CONSIGNE
Transcrivez telles quelles, s'il vous plaît, les lignes des données situées entre celle qui contient « In this picture, where can the arrow pointing right » et celle qui contient « In this picture, where can the toe », ces deux lignes comprises.

DONNÉES EXTRAITES

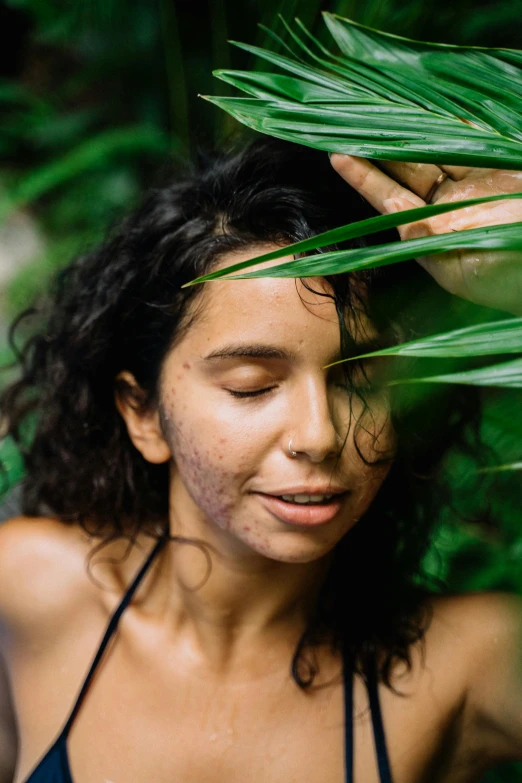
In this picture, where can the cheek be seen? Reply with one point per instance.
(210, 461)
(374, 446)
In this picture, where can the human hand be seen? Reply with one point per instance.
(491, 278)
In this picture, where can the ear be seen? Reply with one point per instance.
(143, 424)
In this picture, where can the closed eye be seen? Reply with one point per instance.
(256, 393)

==

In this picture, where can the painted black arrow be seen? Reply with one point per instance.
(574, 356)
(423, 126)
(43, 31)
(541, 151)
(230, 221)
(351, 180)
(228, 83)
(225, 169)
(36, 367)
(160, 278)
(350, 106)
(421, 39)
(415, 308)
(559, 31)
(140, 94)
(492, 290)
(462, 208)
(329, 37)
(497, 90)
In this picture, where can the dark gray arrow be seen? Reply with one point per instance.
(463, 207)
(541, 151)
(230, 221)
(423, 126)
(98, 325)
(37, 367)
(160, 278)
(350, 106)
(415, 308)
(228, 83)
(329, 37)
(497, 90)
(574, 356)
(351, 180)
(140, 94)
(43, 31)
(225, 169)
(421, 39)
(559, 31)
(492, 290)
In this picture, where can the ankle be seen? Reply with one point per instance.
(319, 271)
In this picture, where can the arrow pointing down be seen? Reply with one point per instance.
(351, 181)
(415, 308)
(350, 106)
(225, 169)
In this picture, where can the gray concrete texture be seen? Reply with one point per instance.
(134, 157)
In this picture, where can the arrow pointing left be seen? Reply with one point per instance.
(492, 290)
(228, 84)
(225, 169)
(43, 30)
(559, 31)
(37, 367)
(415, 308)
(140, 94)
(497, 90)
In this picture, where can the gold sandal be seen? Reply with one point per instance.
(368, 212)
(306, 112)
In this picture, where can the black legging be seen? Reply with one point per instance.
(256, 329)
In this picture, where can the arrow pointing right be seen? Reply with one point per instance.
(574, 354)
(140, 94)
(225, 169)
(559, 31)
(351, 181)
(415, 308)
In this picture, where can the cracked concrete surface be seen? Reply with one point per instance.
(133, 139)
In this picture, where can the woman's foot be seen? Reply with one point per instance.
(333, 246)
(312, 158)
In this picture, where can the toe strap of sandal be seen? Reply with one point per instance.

RÉPONSE
In this picture, where can the arrow pointing right be seen? Reply with one point per instance.
(574, 354)
(140, 94)
(225, 169)
(559, 31)
(351, 181)
(415, 308)
In this picture, where can the cracked concrete surface be seen? Reply with one point per instance.
(133, 139)
In this picture, where can the woman's foot be seen? Reply with one point per instance.
(333, 246)
(312, 158)
In this picture, where can the toe strap of sandal be seen? Reply with one point per instance.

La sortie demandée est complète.